Stated problem → Repeat the records below exactly as they appear.

BEGIN Extracted records

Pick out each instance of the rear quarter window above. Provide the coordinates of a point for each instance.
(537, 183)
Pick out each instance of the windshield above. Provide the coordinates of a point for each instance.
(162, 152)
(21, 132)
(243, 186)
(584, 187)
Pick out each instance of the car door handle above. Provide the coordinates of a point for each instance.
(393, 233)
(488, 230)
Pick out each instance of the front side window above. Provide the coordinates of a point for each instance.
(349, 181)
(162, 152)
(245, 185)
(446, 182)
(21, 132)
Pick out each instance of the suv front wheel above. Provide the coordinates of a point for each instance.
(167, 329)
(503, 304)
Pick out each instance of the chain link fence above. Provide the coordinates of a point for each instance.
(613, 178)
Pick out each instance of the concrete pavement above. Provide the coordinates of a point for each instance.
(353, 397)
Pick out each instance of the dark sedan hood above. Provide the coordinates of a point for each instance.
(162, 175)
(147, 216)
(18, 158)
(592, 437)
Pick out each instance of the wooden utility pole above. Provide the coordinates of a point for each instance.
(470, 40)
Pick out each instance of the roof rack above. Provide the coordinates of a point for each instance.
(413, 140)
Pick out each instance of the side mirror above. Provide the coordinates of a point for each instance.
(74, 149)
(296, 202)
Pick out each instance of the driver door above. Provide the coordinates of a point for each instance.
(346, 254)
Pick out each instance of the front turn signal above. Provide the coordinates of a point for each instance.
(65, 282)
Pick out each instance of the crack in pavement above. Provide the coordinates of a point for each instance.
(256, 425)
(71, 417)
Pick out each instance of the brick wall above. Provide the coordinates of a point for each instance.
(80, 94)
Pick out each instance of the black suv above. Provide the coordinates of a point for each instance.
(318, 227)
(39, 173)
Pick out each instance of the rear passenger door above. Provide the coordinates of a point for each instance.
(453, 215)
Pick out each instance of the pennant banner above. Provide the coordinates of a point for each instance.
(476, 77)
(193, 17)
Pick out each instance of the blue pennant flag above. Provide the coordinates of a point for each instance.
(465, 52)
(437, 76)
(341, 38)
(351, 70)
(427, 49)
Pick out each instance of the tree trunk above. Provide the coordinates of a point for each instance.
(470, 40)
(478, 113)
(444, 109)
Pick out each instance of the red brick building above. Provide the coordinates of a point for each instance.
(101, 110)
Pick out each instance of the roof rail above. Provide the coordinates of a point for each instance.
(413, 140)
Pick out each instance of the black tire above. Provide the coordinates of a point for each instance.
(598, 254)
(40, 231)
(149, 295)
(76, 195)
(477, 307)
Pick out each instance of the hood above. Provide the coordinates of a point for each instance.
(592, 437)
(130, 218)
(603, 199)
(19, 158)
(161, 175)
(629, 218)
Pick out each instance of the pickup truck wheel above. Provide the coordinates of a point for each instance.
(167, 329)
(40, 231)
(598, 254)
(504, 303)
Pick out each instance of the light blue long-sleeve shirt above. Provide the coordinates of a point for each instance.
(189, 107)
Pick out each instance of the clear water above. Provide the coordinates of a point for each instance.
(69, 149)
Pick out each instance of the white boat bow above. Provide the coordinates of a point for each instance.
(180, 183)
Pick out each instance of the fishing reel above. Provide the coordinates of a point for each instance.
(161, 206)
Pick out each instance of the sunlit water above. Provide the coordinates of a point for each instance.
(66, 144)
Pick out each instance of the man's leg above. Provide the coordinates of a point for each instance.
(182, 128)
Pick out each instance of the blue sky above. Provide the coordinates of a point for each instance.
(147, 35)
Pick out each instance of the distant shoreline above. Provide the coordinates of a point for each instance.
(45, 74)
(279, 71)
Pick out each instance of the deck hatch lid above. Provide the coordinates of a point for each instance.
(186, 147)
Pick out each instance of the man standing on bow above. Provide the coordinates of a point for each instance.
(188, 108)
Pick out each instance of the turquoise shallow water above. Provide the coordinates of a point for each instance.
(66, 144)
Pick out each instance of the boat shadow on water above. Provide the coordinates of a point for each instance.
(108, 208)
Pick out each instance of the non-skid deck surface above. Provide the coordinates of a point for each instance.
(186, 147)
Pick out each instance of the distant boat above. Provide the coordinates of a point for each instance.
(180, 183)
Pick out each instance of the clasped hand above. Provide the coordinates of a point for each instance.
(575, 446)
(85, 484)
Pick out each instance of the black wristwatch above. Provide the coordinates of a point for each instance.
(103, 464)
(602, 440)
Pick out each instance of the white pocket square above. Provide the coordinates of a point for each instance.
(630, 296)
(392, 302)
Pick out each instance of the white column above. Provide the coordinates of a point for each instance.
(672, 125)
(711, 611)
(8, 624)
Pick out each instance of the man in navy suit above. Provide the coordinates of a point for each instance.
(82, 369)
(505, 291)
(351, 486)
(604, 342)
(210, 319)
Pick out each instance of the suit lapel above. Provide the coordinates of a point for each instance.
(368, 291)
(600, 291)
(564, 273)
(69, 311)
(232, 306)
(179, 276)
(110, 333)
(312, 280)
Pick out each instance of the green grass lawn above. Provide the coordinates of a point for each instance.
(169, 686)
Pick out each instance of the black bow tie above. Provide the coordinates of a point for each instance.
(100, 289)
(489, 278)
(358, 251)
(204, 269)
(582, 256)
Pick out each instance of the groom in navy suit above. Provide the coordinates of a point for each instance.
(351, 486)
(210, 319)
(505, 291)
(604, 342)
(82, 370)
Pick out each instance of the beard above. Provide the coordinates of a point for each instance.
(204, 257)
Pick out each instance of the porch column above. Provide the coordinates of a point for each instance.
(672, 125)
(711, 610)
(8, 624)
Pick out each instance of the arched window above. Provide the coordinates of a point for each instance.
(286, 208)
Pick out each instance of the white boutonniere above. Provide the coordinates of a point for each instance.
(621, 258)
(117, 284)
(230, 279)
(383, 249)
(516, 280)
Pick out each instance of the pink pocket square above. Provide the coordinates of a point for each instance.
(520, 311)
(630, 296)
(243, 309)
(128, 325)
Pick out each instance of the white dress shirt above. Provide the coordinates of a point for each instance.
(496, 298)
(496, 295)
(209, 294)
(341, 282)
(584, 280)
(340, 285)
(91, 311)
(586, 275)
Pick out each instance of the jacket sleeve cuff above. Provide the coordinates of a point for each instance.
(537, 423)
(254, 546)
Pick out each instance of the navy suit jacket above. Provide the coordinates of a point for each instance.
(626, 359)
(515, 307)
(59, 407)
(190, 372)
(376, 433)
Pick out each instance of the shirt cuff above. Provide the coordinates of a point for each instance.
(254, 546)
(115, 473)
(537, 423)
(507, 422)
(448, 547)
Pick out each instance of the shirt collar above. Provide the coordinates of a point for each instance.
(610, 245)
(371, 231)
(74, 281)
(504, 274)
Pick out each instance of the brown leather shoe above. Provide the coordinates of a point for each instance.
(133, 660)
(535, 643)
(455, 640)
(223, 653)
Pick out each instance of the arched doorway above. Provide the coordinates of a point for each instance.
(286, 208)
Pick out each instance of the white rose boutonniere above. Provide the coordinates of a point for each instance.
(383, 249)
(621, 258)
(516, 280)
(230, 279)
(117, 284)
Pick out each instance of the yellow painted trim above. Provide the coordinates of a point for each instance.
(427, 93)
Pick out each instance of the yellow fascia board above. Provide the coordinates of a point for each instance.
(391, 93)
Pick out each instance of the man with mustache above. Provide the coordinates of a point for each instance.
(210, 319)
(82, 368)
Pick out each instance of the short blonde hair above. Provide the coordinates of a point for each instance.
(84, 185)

END Extracted records

The response →
Pick out each instance of the rear quarter window above. Provide the coordinates of a point for each instance.
(537, 183)
Pick out each instance of the windshield above. Provide the coordinates of a point for each instance.
(162, 152)
(21, 132)
(243, 186)
(584, 187)
Pick out each instance of the car door handle above. Provide the coordinates of a point for each instance.
(393, 233)
(488, 230)
Pick out each instance of the front side window above. Provide the coordinates of a point for each instance.
(349, 181)
(162, 152)
(245, 185)
(446, 182)
(21, 132)
Pick out each instance of the suv front wheel above. Provide the coordinates of a point for each instance.
(167, 329)
(503, 304)
Pick out each instance of the chain link fence above. Provide the coordinates of a point for each instance.
(613, 178)
Pick out each instance of the concrete pavement above. Provide the coordinates of a point for each instance.
(353, 397)
Pick out each instance of the dark sedan hood above. Provide the coordinates of a point for each instance.
(162, 175)
(147, 216)
(18, 158)
(592, 437)
Pick out each instance of the wooden utility pole above. Provide the coordinates of a point for each instance.
(470, 40)
Pick out each instance of the roof rack above. Provide the coordinates of a point for each instance.
(413, 140)
Pick out each instance of the side mirror above. Provide the coordinates of a point for each instance.
(74, 149)
(296, 202)
Pick out each instance of the driver door above. Provide the coordinates of a point for each instance.
(346, 254)
Pick out each instance of the front turn signal above. Provide the coordinates of a point for each instance.
(65, 282)
Pick out each instance of the crack in pavement above. Provide the coordinates of a point for each instance.
(256, 425)
(71, 417)
Pick out each instance of the brick wall above. Provide the coordinates of a point for each instance.
(80, 94)
Pick out each instance of the black suv above. Provide the coordinates of a point for each instance.
(318, 227)
(39, 173)
Pick out each instance of the rear passenger door above. Provide the coordinates of a point for each instance.
(453, 215)
Pick out each instance of the pennant banner above. Provide the coordinates of a point for each instance.
(476, 77)
(193, 17)
Pick out each instance of the blue pennant flag above. Provide the coordinates of a point for each instance.
(465, 52)
(437, 76)
(341, 38)
(351, 70)
(427, 49)
Pick out each instance of the tree trunk above. Provide the coordinates of a point for each instance.
(470, 40)
(478, 113)
(444, 109)
Pick out each instance of the red brick building above. Provide the coordinates of a point for each instance.
(101, 110)
Pick out each instance of the roof rail above. Provide the coordinates of a point for each instance.
(413, 140)
Pick out each instance of the black tire above. Provide the coordinates of a point for each instance.
(598, 254)
(40, 231)
(149, 295)
(76, 195)
(477, 307)
Pick out each instance of the hood above. Provide the coordinates of a point for each instance.
(592, 437)
(130, 218)
(603, 199)
(19, 158)
(161, 175)
(629, 218)
Pick out each instance of the pickup truck wheel above. Provide the coordinates of a point for each instance.
(167, 329)
(40, 231)
(598, 254)
(504, 303)
Pick out each instance of the light blue long-sleeve shirt above. Provide the coordinates of a point for each instance.
(189, 107)
Pick out each instance of the clear water above. Provide the coordinates of a point for each instance.
(69, 149)
Pick out each instance of the white boat bow above. Provide the coordinates of a point for each instance.
(180, 183)
Pick out each instance of the fishing reel above. Provide the coordinates of a point for each instance.
(161, 206)
Pick out each instance of the sunlit water above. Provide the coordinates of a point for each instance.
(66, 144)
Pick out each instance of the man's leg above. Provide the coordinates of a point for each instance.
(182, 128)
Pick out each instance of the blue sky above. Provide the coordinates of a point for each instance.
(147, 35)
Pick out each instance of the distant shoreline above. Provide the coordinates of a point for each instance.
(45, 74)
(279, 71)
Pick out each instance of the deck hatch lid above. Provide the coordinates of a point for each instance.
(186, 147)
Pick out each instance of the man standing on bow above. Provide the coordinates of a point for each instance.
(188, 108)
Pick out each instance of the turquoise shallow water above. Provide the coordinates of a point for each instance.
(66, 144)
Pick out each instance of the boat shadow on water above. Provide the coordinates of a point for each instance.
(108, 208)
Pick out each instance of the non-skid deck surface above. Provide the coordinates of a point for each instance.
(186, 147)
Pick out each instance of the distant boat above. Provide the coordinates of a point for each instance.
(180, 183)
Pick out each instance of the clasped hand above. Provide the coordinates of a point for each instance.
(575, 446)
(85, 484)
Pick out each instance of the black wristwatch above. Provide the coordinates of a point for each instance.
(103, 464)
(602, 440)
Pick out each instance of the white pocket square above. Provide the coordinates of a point for each instance.
(630, 296)
(392, 302)
Pick out each instance of the white column above. Provide the coordinates of a point for each instance.
(672, 125)
(711, 611)
(8, 624)
Pick out each instance of the man in navy suit above. Provide the coordinates of a point for each instance.
(82, 369)
(505, 291)
(351, 486)
(604, 342)
(210, 319)
Pick out each instance of the suit lapel above. Provide the coordinates of a point for each instance.
(368, 291)
(600, 291)
(564, 273)
(69, 311)
(232, 306)
(179, 276)
(110, 333)
(312, 280)
Pick out each instance of the green grass lawn above. Provide the coordinates of a point for each instance.
(169, 686)
Pick out each instance of the black bow tie above. Provide the coordinates of a point for each instance.
(100, 289)
(489, 278)
(358, 251)
(204, 269)
(582, 256)
Pick out each instance of the groom in navy suit above. Provide the coordinates of a point for each instance.
(351, 486)
(210, 319)
(505, 291)
(604, 342)
(82, 370)
Pick out each instance of the beard above. Provide the coordinates of a point for each instance.
(204, 257)
Pick out each instance of the porch column above. Provide the coordinates of a point for each instance.
(672, 125)
(711, 610)
(8, 624)
Pick out each instance of the arched window above. Provide the coordinates of a point for each instance.
(286, 208)
Pick out each instance of the white boutonniere above. Provide the coordinates of a point for each instance.
(621, 258)
(117, 284)
(230, 279)
(383, 249)
(516, 280)
Pick out each instance of the pink pocket square above. Provide the coordinates of a point for each instance.
(520, 311)
(630, 296)
(243, 309)
(128, 325)
Pick out each instance of the white dress shirt above. Provide the coordinates of a point for each instance.
(496, 298)
(496, 295)
(209, 294)
(341, 282)
(584, 280)
(340, 285)
(91, 311)
(586, 275)
Pick out each instance of the jacket sleeve cuff above. Provide the coordinates of a point for each instance.
(537, 423)
(254, 546)
Pick out each instance of the navy suit jacket above. Provide the coordinates of a point for each instance.
(626, 359)
(515, 307)
(59, 407)
(190, 372)
(376, 433)
Pick out each instance of the shirt cuff above. Provide the coordinates of a point for each instance.
(254, 546)
(115, 473)
(537, 423)
(507, 422)
(448, 547)
Pick out each instance of the shirt collar above. Provide the coordinates of a point for each instance.
(610, 245)
(371, 231)
(74, 281)
(504, 274)
Pick out each instance of the brown leather shoe above. Provide the coordinates of a point for each instance.
(133, 660)
(535, 643)
(455, 640)
(223, 653)
Pick out each instance of the arched doorway above. Provide the coordinates of a point for each instance.
(286, 208)
Pick out each instance of the white rose boutonniere above. Provide the coordinates of a point for each instance.
(383, 249)
(621, 258)
(516, 280)
(230, 279)
(117, 284)
Pick out each instance of the yellow painted trim above. Provide the coordinates of a point for each instance.
(427, 93)
Pick out each instance of the yellow fascia board above. Provide the coordinates of a point for each instance.
(391, 93)
Pick out each instance of the man with mustache above. Provide the coordinates of a point for each instance.
(210, 319)
(82, 368)
Pick out each instance of the short blonde hair above. Provide the coordinates of a point for each instance.
(84, 185)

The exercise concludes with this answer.